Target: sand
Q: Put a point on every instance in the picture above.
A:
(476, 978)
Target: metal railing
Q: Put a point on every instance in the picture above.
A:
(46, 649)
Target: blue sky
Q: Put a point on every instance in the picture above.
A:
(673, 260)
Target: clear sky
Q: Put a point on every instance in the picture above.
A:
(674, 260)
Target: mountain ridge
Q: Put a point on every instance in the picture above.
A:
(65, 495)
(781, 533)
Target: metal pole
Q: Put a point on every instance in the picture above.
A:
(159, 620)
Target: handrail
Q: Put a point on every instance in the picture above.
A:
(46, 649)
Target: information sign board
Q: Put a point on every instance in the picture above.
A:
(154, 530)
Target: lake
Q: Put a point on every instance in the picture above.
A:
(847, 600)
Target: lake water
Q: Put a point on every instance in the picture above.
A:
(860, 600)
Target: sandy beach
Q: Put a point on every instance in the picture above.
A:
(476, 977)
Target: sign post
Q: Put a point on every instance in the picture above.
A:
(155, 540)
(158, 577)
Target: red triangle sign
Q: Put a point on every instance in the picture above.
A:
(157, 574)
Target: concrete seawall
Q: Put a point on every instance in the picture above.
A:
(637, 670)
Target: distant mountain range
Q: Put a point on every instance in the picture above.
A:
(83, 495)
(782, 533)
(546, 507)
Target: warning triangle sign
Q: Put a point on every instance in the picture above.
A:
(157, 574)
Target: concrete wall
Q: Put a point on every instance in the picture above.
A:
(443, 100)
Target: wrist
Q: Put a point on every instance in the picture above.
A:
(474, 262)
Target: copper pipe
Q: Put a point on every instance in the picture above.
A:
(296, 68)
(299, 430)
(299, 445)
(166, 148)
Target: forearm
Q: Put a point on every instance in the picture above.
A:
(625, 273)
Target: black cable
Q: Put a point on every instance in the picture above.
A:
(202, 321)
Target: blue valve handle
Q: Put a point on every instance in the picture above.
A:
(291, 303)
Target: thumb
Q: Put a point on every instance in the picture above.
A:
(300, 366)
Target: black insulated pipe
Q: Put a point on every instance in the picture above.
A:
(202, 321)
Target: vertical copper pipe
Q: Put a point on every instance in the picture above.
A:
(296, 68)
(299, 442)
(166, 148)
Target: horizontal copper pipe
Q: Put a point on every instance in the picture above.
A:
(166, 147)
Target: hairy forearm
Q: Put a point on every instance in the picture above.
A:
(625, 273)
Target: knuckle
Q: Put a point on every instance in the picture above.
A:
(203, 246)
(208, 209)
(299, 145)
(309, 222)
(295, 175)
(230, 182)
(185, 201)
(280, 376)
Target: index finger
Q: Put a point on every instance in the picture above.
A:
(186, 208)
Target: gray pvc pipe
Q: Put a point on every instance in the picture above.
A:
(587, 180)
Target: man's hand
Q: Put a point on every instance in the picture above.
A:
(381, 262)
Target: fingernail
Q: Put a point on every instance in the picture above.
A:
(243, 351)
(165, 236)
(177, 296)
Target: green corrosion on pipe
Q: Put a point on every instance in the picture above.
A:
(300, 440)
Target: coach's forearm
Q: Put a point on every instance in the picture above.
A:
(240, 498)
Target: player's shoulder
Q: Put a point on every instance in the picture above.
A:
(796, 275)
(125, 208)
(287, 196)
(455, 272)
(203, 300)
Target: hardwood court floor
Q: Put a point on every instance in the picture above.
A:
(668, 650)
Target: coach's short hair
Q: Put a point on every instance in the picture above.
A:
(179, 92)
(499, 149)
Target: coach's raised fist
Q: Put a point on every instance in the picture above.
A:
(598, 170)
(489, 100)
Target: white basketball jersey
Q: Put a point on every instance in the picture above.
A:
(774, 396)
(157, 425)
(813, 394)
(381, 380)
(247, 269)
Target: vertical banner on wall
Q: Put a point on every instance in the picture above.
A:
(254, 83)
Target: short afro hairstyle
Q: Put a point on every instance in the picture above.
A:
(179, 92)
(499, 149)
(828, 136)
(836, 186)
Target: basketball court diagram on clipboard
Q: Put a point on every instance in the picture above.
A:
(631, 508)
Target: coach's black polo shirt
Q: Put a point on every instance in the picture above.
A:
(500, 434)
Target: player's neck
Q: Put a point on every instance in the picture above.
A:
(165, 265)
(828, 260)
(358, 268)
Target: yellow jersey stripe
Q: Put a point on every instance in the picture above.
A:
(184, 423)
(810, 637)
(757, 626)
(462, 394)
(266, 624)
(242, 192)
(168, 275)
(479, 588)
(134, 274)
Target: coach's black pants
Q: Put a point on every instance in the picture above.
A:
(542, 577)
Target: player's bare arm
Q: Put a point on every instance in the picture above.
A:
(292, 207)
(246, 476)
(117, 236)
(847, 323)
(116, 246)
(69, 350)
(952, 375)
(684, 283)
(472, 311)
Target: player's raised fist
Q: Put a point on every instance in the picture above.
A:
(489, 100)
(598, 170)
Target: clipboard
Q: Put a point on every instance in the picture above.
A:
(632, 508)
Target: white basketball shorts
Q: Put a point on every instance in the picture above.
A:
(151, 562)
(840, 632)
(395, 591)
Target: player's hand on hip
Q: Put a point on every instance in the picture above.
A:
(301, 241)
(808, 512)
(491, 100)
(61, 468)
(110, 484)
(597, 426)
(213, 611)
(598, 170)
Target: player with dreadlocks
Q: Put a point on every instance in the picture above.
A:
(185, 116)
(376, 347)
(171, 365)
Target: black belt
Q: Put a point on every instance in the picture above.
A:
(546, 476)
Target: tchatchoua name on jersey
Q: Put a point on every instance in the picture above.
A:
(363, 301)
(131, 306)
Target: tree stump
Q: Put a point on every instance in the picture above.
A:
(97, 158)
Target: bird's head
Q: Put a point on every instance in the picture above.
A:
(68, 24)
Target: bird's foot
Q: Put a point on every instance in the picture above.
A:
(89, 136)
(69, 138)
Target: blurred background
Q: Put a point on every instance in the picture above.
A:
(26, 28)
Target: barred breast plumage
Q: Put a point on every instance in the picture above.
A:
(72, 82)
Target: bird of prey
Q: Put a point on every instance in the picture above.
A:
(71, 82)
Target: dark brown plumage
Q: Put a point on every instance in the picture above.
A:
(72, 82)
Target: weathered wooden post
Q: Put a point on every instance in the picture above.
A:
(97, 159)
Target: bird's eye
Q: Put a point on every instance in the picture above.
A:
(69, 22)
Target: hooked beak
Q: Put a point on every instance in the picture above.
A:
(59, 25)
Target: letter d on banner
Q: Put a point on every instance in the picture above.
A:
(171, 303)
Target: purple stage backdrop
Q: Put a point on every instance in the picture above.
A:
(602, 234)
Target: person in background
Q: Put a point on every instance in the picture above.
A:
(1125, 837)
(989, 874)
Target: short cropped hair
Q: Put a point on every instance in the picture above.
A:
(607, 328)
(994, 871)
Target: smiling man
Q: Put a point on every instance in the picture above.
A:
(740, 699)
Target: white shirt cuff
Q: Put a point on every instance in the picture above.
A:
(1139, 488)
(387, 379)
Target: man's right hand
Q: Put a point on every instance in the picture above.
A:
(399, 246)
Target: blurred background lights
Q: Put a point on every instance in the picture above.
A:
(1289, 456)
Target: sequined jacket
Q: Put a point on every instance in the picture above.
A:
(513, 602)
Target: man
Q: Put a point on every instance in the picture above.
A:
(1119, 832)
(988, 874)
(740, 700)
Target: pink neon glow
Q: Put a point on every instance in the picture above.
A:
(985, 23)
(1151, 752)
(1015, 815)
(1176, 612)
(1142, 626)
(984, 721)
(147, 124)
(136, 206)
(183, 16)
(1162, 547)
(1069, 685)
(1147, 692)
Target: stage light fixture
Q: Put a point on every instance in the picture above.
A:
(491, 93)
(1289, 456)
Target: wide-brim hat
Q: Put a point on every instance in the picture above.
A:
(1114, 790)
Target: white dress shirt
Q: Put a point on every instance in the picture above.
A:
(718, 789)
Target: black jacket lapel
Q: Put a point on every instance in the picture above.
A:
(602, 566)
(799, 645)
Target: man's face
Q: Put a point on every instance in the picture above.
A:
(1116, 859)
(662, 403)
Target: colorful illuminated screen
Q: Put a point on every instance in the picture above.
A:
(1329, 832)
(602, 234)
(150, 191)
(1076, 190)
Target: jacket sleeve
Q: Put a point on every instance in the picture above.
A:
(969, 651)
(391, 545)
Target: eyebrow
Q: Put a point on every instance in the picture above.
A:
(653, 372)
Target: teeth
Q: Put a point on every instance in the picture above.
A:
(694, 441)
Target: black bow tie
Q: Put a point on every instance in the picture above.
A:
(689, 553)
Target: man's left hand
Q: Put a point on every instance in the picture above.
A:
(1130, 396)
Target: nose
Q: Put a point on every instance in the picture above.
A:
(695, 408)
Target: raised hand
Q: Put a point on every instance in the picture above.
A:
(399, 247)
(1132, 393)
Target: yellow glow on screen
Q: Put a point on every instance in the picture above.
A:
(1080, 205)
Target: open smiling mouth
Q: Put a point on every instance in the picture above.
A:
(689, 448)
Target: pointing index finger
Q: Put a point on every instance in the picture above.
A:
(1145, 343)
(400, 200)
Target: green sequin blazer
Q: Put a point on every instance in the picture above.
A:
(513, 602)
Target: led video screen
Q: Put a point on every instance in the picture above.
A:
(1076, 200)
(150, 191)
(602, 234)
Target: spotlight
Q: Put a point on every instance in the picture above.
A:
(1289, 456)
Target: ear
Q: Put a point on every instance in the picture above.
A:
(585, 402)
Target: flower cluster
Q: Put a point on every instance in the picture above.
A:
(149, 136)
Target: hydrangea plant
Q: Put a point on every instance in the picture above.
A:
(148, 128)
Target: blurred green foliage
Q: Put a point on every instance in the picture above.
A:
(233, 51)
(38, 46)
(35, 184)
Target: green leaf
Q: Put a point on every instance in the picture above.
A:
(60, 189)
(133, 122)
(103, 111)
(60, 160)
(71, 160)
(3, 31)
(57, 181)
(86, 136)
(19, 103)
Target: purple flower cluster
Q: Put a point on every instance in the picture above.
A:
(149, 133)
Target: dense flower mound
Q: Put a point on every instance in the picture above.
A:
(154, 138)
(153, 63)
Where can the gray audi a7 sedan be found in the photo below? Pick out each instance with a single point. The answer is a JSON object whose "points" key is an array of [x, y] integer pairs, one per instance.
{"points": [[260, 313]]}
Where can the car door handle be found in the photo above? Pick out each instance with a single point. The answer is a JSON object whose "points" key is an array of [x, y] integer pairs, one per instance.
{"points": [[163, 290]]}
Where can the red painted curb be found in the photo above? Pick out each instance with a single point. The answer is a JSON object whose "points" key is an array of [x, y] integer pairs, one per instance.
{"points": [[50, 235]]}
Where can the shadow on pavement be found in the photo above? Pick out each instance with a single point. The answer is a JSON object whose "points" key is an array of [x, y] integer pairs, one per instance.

# # # # #

## GIVEN TASK
Reproduce exactly the line containing "Target: spotlight" and every line after it through the end of the records above, and nothing else.

## RESPONSE
Target: spotlight
Q: Put a point on every instance in the picture above.
A:
(1289, 456)
Target: ear
Q: Put a point on every instance in the picture above.
A:
(585, 402)
Target: flower cluster
Q: Put a point on every instance in the picture above.
A:
(149, 136)
Target: hydrangea plant
Q: Put a point on every instance in the picture above.
A:
(148, 128)
Target: blurred green foliage
Q: Put a point on every instance in the picture above.
A:
(233, 51)
(38, 46)
(35, 184)
Target: green leaf
Q: Put a point on every instance in the picture above.
A:
(60, 189)
(133, 122)
(103, 111)
(60, 160)
(71, 160)
(3, 31)
(57, 181)
(86, 136)
(19, 103)
Target: purple flower cluster
Q: Put a point on every instance in the picture above.
A:
(149, 133)
Target: dense flower mound
Q: Put a point on every instance in the picture above.
A:
(154, 138)
(153, 63)
Where can the gray audi a7 sedan be found in the photo below? Pick out each instance with a single point. The answer is a JSON object whose "points" key is an array of [x, y] integer pairs, one per instance.
{"points": [[260, 313]]}
Where can the car door handle be found in the photo above? Pick out each instance with a single point. The answer is a JSON object whose "points" key is an array of [x, y] integer pairs, one per instance.
{"points": [[163, 290]]}
Where can the red painted curb be found in the photo above? Pick out each instance with a single point. The answer is a JSON object whose "points" key is an array of [x, y] integer pairs, one per instance.
{"points": [[50, 235]]}
Where can the shadow on pavement be found in the photo above? Pick out each instance with a single point. The answer is a JSON object whose "points" key is an array of [x, y] integer pairs, one per instance.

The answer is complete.